### Input material
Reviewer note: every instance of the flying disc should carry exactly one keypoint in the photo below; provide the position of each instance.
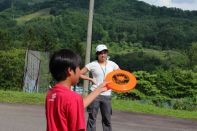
(121, 80)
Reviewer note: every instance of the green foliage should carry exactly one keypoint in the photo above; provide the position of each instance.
(11, 69)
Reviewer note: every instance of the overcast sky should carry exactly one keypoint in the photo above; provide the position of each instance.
(183, 4)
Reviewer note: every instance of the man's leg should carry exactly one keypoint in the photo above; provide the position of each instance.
(106, 111)
(92, 110)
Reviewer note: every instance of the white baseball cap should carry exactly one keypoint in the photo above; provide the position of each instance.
(101, 47)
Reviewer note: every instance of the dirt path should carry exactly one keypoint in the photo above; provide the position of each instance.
(15, 117)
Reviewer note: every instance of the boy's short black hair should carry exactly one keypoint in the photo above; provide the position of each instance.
(61, 61)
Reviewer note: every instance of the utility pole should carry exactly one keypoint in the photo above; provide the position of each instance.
(89, 40)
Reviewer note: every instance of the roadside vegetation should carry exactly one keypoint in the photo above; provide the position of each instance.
(157, 44)
(123, 105)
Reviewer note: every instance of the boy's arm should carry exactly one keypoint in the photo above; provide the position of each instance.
(89, 98)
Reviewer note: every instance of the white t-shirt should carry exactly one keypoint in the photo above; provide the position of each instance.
(99, 73)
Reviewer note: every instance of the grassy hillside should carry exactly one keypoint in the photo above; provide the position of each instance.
(44, 13)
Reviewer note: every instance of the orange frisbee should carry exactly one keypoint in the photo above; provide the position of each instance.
(121, 80)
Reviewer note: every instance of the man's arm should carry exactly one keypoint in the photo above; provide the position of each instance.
(83, 76)
(89, 98)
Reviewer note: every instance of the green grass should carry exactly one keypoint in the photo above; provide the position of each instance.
(123, 105)
(132, 106)
(44, 13)
(21, 97)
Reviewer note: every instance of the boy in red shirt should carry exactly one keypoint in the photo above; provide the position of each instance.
(65, 108)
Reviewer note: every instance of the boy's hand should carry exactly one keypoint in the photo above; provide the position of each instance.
(93, 81)
(103, 86)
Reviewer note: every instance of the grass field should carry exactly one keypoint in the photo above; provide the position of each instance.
(123, 105)
(39, 14)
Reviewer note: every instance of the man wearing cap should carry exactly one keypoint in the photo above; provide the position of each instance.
(99, 69)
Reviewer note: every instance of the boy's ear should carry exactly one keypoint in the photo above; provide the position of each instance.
(69, 71)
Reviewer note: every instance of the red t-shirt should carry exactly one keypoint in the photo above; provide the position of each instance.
(64, 110)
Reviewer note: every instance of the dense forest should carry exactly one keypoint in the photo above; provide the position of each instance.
(157, 44)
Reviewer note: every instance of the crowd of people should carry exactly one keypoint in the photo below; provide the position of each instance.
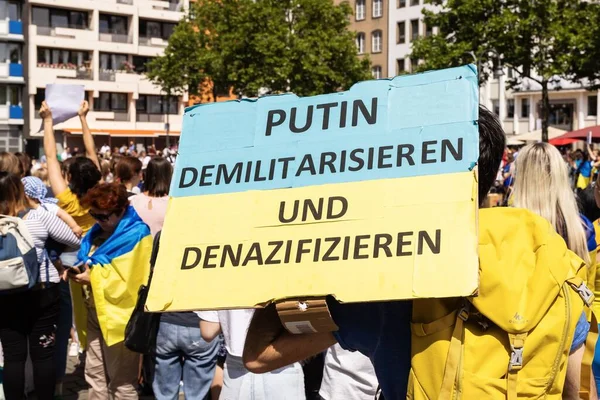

### What you have to do
Every entry above needs to be copied exactly, and no pictures go with it.

### Exercise solution
Reviewer note: every instance of the flying disc should carry exactly one keypoint in the photo below; provide the position of each instance.
(121, 80)
Reviewer note: every instance of the green foliage should carry exactly one keypoint in the photo above; provide the position of each instance.
(11, 69)
Reviewer note: every instance of the overcast sky should carry exactly one keypoint in the photo above; provide the position of each instance.
(183, 4)
Reviewer note: every instance of the man's leg should carry exactly one keypoint in the photo above; provide the position of each instance.
(106, 111)
(92, 110)
Reviewer note: every instance of the white baseball cap should carry exactly one keypoint in the photo above; provide the position of each instance.
(101, 47)
Reviewer note: every instance of the dirt path should carry exactly one keypoint in the photo above; provide the position of each instance.
(15, 117)
Reviewer note: every instance of the boy's short black hair should carry exactly one keypoint in the photo above; provide the position of each instance.
(61, 61)
Reviewer note: every instance of the utility pole should carry exactly one keypoint in the photo above; provide the position of each instance.
(89, 40)
Reviewer note: every instance of the roadside vegetation should carry exactly one keypoint in the photo above; provide the position of each instance.
(157, 44)
(123, 105)
Reviewer note: every instance of the boy's arm should carry exactly one keypoint in the photo above; provide the position of each instance.
(89, 98)
Reviewer note: every instance of the white t-shirt should carry exactly one keypoint in the photo above; provide the position of each instance.
(99, 73)
Reviewer note: every instance of the grassy hillside should carry exactly one keypoint in the photo above; provide the position of each instance.
(44, 13)
Reviewer note: every instance of the orange frisbee should carry exactly one keypoint in the photo above; provide the position of each instance.
(121, 80)
Reviewer note: every instance of the man's arm should carry exactly one keypoint in the photo above; provide the position of each instance.
(83, 76)
(89, 98)
Reviewer note: every instance of the green grass should carry exactly one keypoint in the photo above; provide the position of each instance.
(123, 105)
(132, 106)
(44, 13)
(21, 97)
Reviewer note: every instance of the boy in red shirt should carry exactly one keypoint in the photo above; provide the position of each instance.
(65, 108)
Reviewer note: every instance of the boy's hand should carry exactly one keypoint in the photo above; provide the position of each instance.
(93, 81)
(103, 86)
Reviewer note: every instance of the grass field should carry exactly one keypoint in the photo above; provide the position of each instance.
(123, 105)
(39, 14)
Reviewer note: every instance of the man wearing cap should carry exactly one keypoint in the photo above; provide the position of each instance.
(99, 69)
Reviewer note: every instance of the boy's ear should carry exactly one keypoint in the photo above; provide the position of each instance.
(69, 71)
Reviewer note: every instance of the red t-shirt should carry exactly one keypoint in the photo above; provide the position of each instance.
(64, 110)
Reviewer note: every instance of the dense forest should carry exactly one keypoint in the photo above; provide the position of each instance.
(157, 44)
Reviewer note: every instance of the crowd of people should carry exactly one keypoint in the photo below; provide the position of each instance.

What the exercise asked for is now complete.